Exercise details :: Return each line of the records below that contains the word "black", copying every such line in full.

(Stored dataset items)

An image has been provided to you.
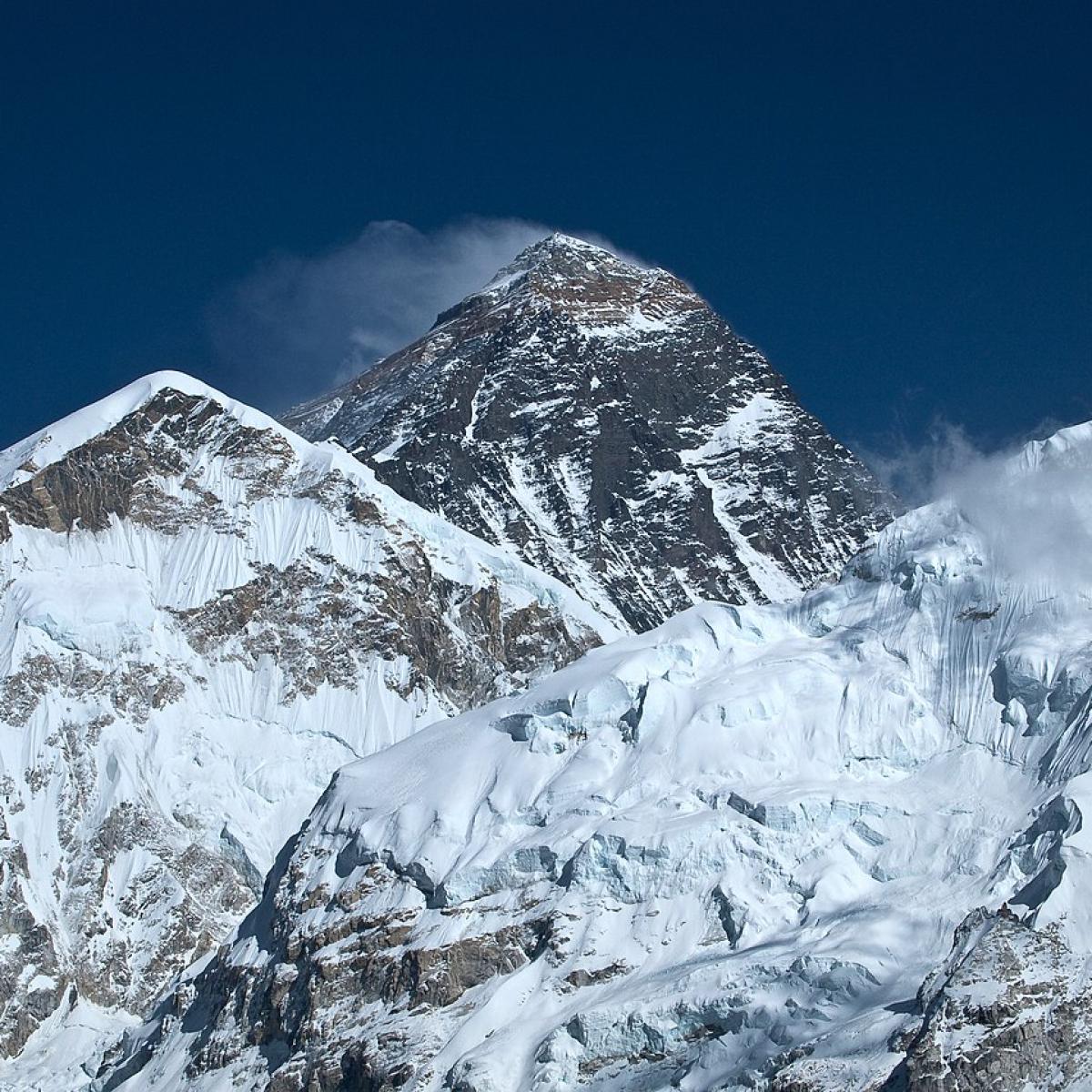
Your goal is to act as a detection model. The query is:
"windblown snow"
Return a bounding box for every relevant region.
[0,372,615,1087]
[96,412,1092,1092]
==
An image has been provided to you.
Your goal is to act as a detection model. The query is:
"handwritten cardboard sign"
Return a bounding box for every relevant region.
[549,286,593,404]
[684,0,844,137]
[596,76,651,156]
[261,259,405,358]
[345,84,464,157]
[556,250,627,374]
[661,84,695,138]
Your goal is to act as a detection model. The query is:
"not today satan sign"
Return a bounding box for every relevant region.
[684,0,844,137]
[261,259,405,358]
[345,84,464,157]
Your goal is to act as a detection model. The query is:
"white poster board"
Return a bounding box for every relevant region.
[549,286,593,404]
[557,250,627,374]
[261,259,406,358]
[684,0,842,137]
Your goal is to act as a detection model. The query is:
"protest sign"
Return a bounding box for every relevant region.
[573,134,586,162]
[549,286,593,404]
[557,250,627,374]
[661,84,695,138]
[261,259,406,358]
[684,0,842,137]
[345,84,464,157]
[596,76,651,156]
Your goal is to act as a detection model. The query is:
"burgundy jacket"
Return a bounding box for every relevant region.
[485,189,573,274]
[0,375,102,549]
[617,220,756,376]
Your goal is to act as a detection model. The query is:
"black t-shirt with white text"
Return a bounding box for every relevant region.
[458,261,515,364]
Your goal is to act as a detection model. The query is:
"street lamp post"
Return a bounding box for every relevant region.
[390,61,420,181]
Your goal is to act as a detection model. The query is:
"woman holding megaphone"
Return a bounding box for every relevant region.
...
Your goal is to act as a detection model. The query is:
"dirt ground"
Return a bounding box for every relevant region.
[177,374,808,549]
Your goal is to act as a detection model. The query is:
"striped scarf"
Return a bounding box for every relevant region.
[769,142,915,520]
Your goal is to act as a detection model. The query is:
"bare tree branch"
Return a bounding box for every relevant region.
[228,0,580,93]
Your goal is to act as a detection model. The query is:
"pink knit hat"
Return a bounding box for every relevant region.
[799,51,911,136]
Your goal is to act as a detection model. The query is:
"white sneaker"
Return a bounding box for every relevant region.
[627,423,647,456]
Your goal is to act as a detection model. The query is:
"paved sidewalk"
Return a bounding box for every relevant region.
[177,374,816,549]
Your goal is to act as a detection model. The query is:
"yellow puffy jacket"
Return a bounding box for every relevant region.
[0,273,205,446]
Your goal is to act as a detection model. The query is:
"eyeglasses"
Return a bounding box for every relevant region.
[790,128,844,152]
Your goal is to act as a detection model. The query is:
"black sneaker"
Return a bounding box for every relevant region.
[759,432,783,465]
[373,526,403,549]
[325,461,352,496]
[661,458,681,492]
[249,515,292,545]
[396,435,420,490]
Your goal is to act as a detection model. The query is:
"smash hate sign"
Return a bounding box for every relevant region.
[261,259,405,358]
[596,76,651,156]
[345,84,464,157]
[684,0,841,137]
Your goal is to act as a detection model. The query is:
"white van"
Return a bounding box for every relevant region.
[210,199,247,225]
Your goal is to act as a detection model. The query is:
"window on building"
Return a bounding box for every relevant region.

Reply ::
"black t-shirt with white text"
"black sneaker"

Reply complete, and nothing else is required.